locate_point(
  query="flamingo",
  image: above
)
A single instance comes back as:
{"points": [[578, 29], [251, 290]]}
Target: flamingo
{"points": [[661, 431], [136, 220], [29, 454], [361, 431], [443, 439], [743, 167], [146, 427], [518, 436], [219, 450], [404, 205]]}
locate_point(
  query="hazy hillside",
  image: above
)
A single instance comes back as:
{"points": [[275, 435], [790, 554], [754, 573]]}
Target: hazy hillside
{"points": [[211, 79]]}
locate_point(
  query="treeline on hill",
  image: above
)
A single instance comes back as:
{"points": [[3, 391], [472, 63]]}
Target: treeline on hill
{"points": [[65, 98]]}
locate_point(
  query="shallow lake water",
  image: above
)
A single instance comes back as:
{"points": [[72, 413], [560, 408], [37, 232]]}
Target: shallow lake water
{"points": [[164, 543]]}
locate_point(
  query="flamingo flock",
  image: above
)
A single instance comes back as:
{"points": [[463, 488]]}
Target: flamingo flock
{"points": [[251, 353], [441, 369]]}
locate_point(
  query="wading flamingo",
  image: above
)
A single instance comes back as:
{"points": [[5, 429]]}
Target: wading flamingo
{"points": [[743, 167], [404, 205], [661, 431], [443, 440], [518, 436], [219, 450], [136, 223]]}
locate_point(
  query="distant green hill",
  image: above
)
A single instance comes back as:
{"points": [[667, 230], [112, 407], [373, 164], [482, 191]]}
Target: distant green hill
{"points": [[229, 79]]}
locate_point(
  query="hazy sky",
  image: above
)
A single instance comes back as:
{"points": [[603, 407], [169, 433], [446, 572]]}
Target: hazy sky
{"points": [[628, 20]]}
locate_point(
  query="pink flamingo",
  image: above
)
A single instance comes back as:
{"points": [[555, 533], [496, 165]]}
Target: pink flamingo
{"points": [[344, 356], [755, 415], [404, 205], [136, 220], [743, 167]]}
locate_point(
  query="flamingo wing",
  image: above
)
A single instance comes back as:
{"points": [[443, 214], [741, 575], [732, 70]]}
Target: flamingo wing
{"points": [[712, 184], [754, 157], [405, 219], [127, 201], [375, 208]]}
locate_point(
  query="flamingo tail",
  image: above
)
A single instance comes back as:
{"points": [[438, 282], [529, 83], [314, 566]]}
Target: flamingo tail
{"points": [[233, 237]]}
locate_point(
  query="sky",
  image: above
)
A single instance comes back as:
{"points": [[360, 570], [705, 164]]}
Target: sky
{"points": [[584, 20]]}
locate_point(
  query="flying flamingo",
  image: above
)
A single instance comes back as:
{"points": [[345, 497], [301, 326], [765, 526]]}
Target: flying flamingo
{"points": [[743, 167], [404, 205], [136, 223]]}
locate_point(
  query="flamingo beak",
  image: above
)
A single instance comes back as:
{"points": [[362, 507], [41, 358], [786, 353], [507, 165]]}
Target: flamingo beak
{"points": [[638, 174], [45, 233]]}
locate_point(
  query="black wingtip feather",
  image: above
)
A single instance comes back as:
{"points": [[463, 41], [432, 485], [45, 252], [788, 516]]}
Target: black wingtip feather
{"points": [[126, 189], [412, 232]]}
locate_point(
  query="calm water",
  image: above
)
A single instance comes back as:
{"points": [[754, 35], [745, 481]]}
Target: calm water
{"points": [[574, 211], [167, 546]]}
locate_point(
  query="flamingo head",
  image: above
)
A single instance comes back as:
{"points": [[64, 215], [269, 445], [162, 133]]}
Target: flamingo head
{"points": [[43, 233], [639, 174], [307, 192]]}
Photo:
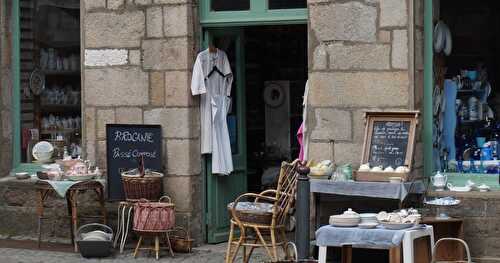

——————————

= Set task =
Please pull out each line of the material above that contains the string "water".

= Exercise result =
  query="shallow lake water",
Target: shallow lake water
  query="calm water",
Target: calm water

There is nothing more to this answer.